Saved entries
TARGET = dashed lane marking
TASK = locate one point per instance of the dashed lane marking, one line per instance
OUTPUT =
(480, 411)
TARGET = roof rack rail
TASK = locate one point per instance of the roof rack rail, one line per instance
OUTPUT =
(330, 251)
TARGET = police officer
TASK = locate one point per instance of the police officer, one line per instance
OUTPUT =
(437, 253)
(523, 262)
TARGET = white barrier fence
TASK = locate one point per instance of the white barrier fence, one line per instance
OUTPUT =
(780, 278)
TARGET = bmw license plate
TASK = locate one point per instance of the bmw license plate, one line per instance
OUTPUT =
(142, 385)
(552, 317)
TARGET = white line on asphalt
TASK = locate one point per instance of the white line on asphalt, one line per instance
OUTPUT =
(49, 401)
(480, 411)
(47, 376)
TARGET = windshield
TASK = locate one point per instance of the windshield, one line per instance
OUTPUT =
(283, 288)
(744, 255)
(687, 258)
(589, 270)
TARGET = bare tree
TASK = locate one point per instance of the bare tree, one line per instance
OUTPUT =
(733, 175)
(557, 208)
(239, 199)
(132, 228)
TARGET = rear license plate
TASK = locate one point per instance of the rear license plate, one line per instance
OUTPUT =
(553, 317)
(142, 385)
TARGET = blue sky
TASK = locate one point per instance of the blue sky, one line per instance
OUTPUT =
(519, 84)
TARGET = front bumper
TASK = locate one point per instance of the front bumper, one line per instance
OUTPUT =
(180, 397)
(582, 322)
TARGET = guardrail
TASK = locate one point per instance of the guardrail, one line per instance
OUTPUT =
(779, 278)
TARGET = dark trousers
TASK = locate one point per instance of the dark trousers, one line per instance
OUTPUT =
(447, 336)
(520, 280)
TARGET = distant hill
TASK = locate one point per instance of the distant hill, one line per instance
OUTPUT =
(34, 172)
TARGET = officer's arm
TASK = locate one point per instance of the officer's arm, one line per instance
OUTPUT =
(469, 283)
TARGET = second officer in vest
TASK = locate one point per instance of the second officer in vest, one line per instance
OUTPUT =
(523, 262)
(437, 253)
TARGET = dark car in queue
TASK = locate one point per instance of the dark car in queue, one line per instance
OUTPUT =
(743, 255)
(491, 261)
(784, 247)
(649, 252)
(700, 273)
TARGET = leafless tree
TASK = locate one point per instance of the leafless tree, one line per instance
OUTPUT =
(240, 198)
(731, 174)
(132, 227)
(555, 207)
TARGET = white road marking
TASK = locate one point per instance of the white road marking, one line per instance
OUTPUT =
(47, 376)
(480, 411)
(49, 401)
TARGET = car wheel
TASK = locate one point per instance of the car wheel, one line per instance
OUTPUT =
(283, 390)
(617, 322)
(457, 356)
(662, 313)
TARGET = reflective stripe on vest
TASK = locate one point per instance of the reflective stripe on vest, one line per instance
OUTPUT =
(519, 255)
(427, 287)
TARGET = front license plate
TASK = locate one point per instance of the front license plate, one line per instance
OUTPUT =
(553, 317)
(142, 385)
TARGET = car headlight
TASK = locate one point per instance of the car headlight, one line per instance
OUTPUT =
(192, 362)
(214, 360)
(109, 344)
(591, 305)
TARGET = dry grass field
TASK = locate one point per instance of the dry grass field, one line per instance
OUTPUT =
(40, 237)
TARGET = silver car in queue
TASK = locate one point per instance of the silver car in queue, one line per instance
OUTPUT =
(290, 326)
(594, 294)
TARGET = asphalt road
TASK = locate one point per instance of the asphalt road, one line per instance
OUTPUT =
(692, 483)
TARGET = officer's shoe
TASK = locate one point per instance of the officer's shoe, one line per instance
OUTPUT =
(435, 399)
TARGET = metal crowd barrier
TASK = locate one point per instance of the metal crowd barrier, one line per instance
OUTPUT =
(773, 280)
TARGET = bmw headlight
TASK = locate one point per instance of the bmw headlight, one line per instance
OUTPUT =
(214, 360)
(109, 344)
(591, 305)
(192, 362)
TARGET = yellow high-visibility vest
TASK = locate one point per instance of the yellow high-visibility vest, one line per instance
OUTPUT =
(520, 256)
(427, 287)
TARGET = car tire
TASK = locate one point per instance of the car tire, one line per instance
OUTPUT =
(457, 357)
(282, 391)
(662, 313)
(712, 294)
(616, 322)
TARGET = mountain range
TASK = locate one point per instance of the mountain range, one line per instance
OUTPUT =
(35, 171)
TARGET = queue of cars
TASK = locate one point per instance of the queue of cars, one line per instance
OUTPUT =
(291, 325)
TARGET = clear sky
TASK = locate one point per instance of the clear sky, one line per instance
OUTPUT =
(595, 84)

Request: Can you give the stretch from the line containing "TARGET = clear sky" through the end of the data again, replacing "clear sky" with "open sky" and leaving everything else unchanged?

Expected output:
TARGET = open sky
TASK = locate one point per instance of the open sky, one line per instance
OUTPUT =
(595, 84)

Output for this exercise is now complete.